-- Extract provided follows --
In the assembly of a pregnancy test kit, five individual components must be married together seamlessly. These include the base of the product, a wick, a diagnostic test strip, the top of the product, and a cap. To perform the assembly, the base of the product must be placed in a palette (an opaque plastic "nest") after which the other elements of the product can be placed in sequence. This nest moves along a process indexer that allows each component to be placed serially into the nest as it arrives at each work cell (see Fig. 2).


FIGURE 2. In the assembly of a diagnostic test kit, five individual components must be joined. The base of the product is placed in a palette after which other elements are added in sequence. This palette moves along a process indexer that allows each component part of be placed serially into it as it arrives at each of four work cells.
Click here to enlarge image

In the first work cell, component base parts are fed perpendicularly along a Dorner Manufacturing 2200 series conveyor to the assembly station. There, a GPMF602 camera from Panasonic Vision Systems determines whether the part is upside down or right side up, and at what angular orientation. Images from the camera, located approximately 2 ft from the conveyor belt, are digitized by an Adept frame grabber that is housed in the PC-based Adept 600 robot controller.

Here, geometric pattern matching software, originally developed by Hexavision and integrated as Adept's AdeptVision software, determines the orientation of the base part. After the system determines that the base part is upside down, it can be placed in the palette (see Fig. 3). Before the base part of the test kit is positioned, however, the system also checks the palette to ensure it is empty and ready to receive parts. To do so requires an additional Panasonic camera. After this check is complete, the base is positioned in the palette.


FIGURE 3. In the first work cell, component base parts are fed perpendicularly along a 2200 Series conveyor to the assembly station. A camera inspects the part, and geometric pattern-matching software determines the orientation of the base part.
Click here to enlarge image

After the base is positioned, a membrane must be placed at the center of the midstream test kit. Rather than use a flexible automation robot for this task, Prodosyst developed its own proprietary membrane cut-and-place station. At a rotary servo-driven, dual-head, pick-and-place cell, the membrane is placed into the base of the product before it is indexed to the next robot/vision work cell.

In a similar fashion to the first work cell, individual wicks are conveyed in random order to the second work cell using an Adept FlexFeeder 250 conveyor. "Because the wicks are dimensionally smaller than the base of the product, a smaller conveyor belt can be used," explains Stroup. To determine the position and orientation of these wicks, a similar robot-vision setup is used. At this work cell, it is necessary to determine the center of each wick, as well as its orientation.

BACKLIGHTING

Using a backlight under the conveyor belt, the outlines of the wicks can be imaged easily and their centroids determined with the AdeptVision software. "Because each wick has a flat side and a corregated side," says Stroup, "it is also necessary to image the side of the part with a separate camera." Once the orientation of the part is determined, the wick is placed in the base of the midstream test kit and the product indexed to a placement-inspection station.
-- Extract provided concluded --
-- Dataset entries follows --
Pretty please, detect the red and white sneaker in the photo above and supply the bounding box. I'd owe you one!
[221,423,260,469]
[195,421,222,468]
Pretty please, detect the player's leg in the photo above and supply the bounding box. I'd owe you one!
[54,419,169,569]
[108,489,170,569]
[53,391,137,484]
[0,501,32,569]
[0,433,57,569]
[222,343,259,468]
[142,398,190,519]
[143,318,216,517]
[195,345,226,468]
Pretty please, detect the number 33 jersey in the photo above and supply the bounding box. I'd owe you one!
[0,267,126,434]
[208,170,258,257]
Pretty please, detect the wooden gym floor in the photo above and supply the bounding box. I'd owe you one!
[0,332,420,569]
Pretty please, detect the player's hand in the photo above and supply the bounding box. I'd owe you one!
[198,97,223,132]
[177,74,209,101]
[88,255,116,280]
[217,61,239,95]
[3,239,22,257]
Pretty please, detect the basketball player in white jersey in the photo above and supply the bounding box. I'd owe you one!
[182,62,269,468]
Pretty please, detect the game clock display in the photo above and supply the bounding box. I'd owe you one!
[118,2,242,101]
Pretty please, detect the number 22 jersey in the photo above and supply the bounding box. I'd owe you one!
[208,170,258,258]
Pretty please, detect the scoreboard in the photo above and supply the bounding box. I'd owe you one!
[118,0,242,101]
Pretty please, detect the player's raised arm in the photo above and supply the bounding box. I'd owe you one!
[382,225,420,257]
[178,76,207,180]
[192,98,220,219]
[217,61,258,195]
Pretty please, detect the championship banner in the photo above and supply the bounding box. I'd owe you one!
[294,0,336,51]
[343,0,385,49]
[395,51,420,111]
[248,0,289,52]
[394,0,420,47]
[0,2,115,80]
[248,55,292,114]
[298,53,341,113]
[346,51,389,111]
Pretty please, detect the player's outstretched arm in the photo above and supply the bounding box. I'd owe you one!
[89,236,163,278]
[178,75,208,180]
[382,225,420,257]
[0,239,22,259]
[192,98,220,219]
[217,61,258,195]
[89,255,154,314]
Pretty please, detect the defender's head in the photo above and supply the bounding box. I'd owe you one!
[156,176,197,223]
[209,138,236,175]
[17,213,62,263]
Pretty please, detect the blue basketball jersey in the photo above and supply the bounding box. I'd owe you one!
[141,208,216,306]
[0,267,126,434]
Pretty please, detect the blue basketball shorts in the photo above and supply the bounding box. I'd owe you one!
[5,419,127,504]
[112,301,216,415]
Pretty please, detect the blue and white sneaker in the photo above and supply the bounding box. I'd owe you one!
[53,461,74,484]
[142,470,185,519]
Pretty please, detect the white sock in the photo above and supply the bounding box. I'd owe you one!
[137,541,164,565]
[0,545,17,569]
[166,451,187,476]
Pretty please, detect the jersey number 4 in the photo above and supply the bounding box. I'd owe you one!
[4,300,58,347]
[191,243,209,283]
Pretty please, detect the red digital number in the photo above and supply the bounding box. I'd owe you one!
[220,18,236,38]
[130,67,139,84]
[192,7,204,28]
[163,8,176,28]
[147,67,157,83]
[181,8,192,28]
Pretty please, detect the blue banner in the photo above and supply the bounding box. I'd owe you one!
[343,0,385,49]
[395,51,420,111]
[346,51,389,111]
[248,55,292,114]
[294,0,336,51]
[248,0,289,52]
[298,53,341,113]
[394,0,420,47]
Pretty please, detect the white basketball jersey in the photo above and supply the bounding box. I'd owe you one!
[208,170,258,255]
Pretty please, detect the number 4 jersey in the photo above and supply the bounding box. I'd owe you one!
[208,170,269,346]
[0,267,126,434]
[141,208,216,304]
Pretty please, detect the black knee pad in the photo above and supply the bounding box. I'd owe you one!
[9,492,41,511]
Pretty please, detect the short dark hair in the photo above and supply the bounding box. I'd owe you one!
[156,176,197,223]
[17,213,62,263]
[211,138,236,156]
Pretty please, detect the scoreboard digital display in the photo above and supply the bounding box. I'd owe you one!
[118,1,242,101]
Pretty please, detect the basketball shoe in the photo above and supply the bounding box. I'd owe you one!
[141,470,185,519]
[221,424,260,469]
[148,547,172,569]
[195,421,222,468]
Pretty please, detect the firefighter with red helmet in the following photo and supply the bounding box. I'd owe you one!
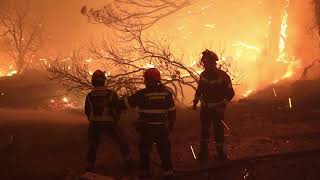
[193,50,234,162]
[85,70,129,171]
[124,68,176,178]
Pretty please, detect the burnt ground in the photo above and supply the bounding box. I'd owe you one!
[0,102,320,180]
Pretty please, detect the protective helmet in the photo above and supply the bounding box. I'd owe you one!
[91,70,107,82]
[201,49,219,64]
[143,68,161,82]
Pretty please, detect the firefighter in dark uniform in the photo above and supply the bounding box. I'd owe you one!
[193,50,234,162]
[85,70,129,171]
[124,68,176,178]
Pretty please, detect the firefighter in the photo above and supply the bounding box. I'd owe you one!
[124,68,176,179]
[85,70,129,171]
[193,50,234,162]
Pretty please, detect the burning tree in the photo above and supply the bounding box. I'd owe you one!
[81,0,195,32]
[48,0,239,99]
[0,5,41,74]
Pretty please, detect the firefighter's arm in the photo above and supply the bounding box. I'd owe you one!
[111,92,121,122]
[121,91,142,109]
[224,75,235,104]
[168,95,177,132]
[84,94,91,119]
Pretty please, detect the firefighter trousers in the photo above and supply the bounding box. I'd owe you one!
[139,125,172,172]
[87,123,129,163]
[200,107,224,159]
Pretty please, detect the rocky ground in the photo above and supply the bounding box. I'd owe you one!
[0,101,320,180]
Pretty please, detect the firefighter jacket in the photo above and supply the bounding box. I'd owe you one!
[124,84,176,130]
[194,68,234,106]
[85,87,121,123]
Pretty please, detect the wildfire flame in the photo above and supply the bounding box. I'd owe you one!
[277,0,290,63]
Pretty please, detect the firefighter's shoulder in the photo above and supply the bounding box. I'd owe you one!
[217,69,230,80]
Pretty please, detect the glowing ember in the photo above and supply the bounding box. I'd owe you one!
[204,24,216,29]
[232,41,261,53]
[221,120,230,131]
[272,88,277,97]
[277,0,290,63]
[62,97,69,103]
[190,145,197,159]
[242,89,254,97]
[143,64,155,69]
[178,26,184,31]
[289,98,292,109]
[7,70,18,76]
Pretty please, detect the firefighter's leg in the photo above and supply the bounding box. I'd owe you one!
[139,128,153,177]
[213,110,227,160]
[157,127,173,179]
[199,109,211,162]
[86,124,100,171]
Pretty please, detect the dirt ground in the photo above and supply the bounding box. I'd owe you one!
[0,102,320,180]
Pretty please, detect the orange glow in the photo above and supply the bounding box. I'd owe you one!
[277,0,290,62]
[272,88,277,97]
[242,89,254,97]
[62,97,69,103]
[289,98,292,109]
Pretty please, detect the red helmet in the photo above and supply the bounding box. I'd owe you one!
[143,68,161,82]
[91,70,107,82]
[201,49,219,64]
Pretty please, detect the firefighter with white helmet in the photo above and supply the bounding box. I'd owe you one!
[193,50,234,162]
[85,70,129,171]
[124,68,176,178]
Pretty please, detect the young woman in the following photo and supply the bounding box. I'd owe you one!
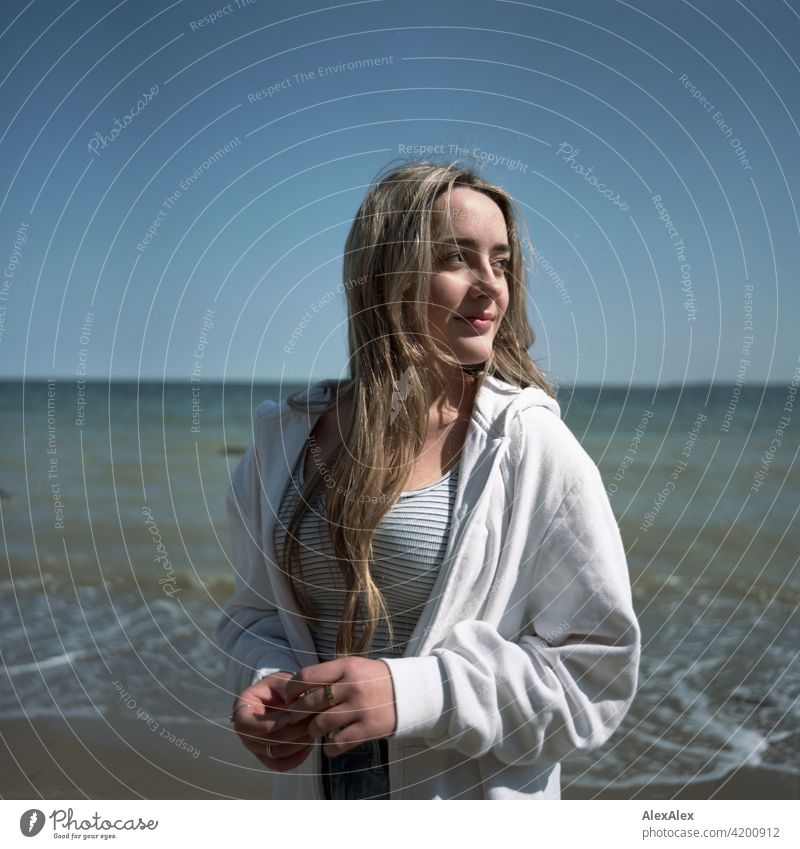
[218,162,640,799]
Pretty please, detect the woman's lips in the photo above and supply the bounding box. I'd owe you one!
[456,315,494,332]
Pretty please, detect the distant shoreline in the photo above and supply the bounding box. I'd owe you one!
[0,374,792,393]
[0,718,800,801]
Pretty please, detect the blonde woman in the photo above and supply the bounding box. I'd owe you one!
[218,162,640,799]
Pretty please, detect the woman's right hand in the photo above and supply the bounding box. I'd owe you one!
[233,672,316,772]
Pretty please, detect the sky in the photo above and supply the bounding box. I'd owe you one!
[0,0,800,386]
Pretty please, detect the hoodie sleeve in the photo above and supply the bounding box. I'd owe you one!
[217,445,300,694]
[386,420,640,764]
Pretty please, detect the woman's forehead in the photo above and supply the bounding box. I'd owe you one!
[433,187,506,233]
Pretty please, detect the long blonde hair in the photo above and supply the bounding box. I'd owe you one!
[281,161,555,657]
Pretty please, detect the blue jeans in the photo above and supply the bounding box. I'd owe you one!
[321,740,389,799]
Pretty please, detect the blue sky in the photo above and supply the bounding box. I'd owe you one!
[0,0,800,385]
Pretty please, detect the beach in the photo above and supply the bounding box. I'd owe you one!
[0,383,800,799]
[0,719,800,800]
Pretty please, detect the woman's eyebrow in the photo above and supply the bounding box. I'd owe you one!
[434,236,511,252]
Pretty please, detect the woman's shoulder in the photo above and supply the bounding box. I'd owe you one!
[508,390,598,485]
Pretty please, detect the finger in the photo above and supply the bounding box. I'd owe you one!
[260,734,316,761]
[285,660,344,702]
[256,746,313,772]
[322,722,368,758]
[306,705,363,737]
[271,681,347,728]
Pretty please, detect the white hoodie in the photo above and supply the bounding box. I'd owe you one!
[217,376,640,799]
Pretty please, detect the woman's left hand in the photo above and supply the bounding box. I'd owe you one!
[270,657,397,757]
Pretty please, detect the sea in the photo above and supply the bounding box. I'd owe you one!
[0,379,800,792]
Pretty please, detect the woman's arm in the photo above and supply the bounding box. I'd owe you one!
[378,448,640,764]
[217,445,299,693]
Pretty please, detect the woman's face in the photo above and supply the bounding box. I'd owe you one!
[428,186,511,365]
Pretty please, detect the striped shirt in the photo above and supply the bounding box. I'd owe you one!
[274,444,460,662]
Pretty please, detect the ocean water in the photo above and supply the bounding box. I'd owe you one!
[0,381,800,790]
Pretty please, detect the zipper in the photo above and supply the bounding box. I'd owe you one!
[403,436,506,657]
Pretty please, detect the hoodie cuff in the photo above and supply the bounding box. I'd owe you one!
[250,666,297,687]
[381,655,447,739]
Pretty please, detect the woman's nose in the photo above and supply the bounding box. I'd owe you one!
[472,256,503,294]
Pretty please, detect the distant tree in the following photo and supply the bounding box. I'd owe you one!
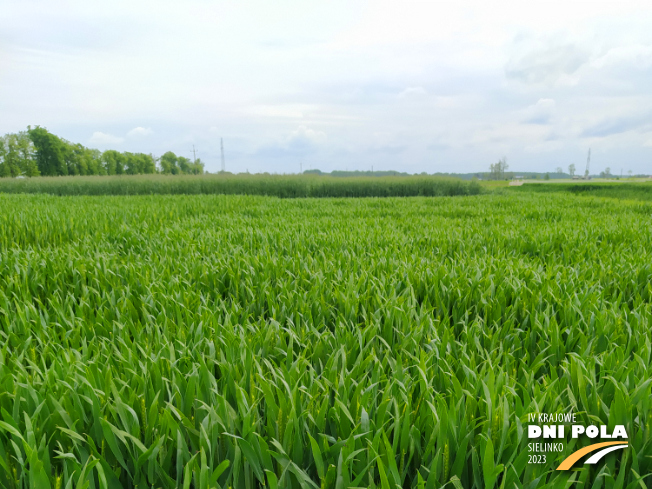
[191,158,204,175]
[101,149,124,175]
[489,158,509,180]
[27,126,68,176]
[161,151,179,175]
[0,131,39,177]
[177,156,192,174]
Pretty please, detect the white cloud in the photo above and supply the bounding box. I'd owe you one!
[522,98,557,124]
[127,127,154,138]
[88,131,124,146]
[0,0,652,172]
[398,87,428,98]
[505,41,590,85]
[287,126,326,147]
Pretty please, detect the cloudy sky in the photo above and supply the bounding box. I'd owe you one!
[0,0,652,174]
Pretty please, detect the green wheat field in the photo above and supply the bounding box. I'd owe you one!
[0,186,652,489]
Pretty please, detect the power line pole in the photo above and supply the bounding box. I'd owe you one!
[584,148,591,180]
[220,138,226,172]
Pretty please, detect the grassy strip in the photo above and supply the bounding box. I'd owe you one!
[0,193,652,489]
[509,182,652,201]
[0,174,482,198]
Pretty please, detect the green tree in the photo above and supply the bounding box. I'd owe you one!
[0,131,39,177]
[27,126,68,176]
[161,151,180,175]
[101,149,125,175]
[489,158,509,180]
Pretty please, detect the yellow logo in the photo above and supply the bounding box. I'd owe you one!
[557,441,627,470]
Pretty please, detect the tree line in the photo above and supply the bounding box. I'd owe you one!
[0,126,204,177]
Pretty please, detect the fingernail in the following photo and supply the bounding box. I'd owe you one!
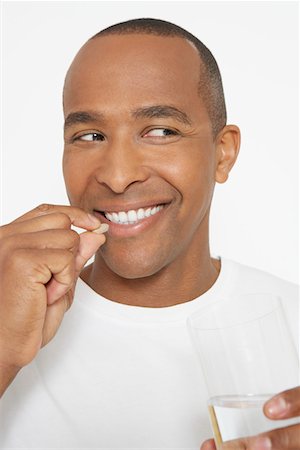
[93,223,109,234]
[266,397,288,416]
[88,214,100,225]
[251,437,272,450]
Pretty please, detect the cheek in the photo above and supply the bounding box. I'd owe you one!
[63,154,89,205]
[158,146,215,203]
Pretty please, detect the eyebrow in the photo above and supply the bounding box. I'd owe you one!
[64,111,104,130]
[132,105,192,125]
[64,105,192,130]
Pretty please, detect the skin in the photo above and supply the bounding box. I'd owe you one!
[0,31,300,450]
[0,204,105,397]
[63,35,239,307]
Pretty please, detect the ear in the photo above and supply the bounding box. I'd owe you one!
[215,125,241,183]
-- Dataset entries concluded --
◆ **Required work**
[1] List the five components that the text on pregnancy test kit assembly says must be joined to make the kit.
[2] Write the next part of the text on pregnancy test kit assembly, starting after its last sentence.
The records have no connection to the text on pregnancy test kit assembly.

◆ **Solved problems**
[1] The base of the product, a wick, a diagnostic test strip, the top of the product, and a cap.

[2]
"Rather than place the top of the test kit on the partially assembled device," says Stroup, "it is necessary to check whether the base, membrane, and wick are correctly placed before final assembly." To accomplish this, another GPMF602 camera from Panasonic images the partially assembled kit to check the x, y position of the membrane and wick and their angular position. If these parts are in position and correctly placed, the part is moved to the next stage of assembly. If they are incorrectly assembled, no further automated assembly occurs, the parts are tracked by a Contrologix programmable logic controller from Allen-Bradley and finally rejected for recycling at the end of the assembly line.


FIGURE 4. In the final stages of construction, correctly assembled components are moved to the third work cell. The top of each product is fed to the work cell on another conveyor. Top parts are inspected, and a second camera checks the status of the palette as it moves along the indexer.
Click here to enlarge image

Correctly assembled components are moved to the third work cell. Here, the top of each product is fed to the work cell on another Dorner 2200 Series conveyor. Using similar methods to the first work cell, component top parts are fed perpendicularly from this conveyor to two Panasonic GPMF602 cameras that inspect whether the part is upside down or right side up, and at what angular orientation (see Fig. 4). AdeptVision software then guides the top of the test kit to the nest where it is placed by lining up a series of pins and sockets.

PRESSED FOR TIME

After a press station fixes the top and bottom of the component parts together, individual caps must be placed on the end of each kit. Here again, two cameras inspect the caps as they move along an Adept FlexFeeder 250 conveyor into the final work cell (see Fig. 5). "One of the challenges with placing the caps on the wick end of these test kits," says Stroup, "is that in some cases these parts are transparent."


FIGURE 5. After a press station fixes the top and bottom of component parts together, individual caps are placed on the end of each kit. Two cameras inspect the top view and sides of the caps as they move along a conveyor into the final work cell.
Click here to enlarge image

Thus, not only must the system determine the orientation of the caps as they move along the conveyor, it must image the side of the caps to locate a small clear clip located on a single side of the cap. In this way, the integrity and correct orientation of the cap are determined. To position the cap correctly on the finished assembled kits, an Adept SCARA robot lifts the final part from the nest and places the cap correctly at the wick end. The final product is placed back on the indexer and moved to an unload station for further automated packaging.

For operator ease of use, Prodosyst engineers developed a touch-screen interface using Rockwell RSView and Adept PC for Windows. This interface allows operators to start and stop the machine, "home" the machine, and change the type of product being inspected. An operator selects the product to be assembled from the touch screen, which determines the inspection tasks and the number of robots, then changes the components that are fed along each conveyor. "In this way," says Stroup, "the system can be tailored to meet the needs of many different types of automated manufacturing situations."

"With a cost of between $700,000 and $900,000, depending on the type of product to be assembled," says Stroup, "this system can manufacture between 40 and 60 parts per minute. With a yield of approximately 99%, the system has been used to automate the assembly of products that previously required between 20 and 30 people."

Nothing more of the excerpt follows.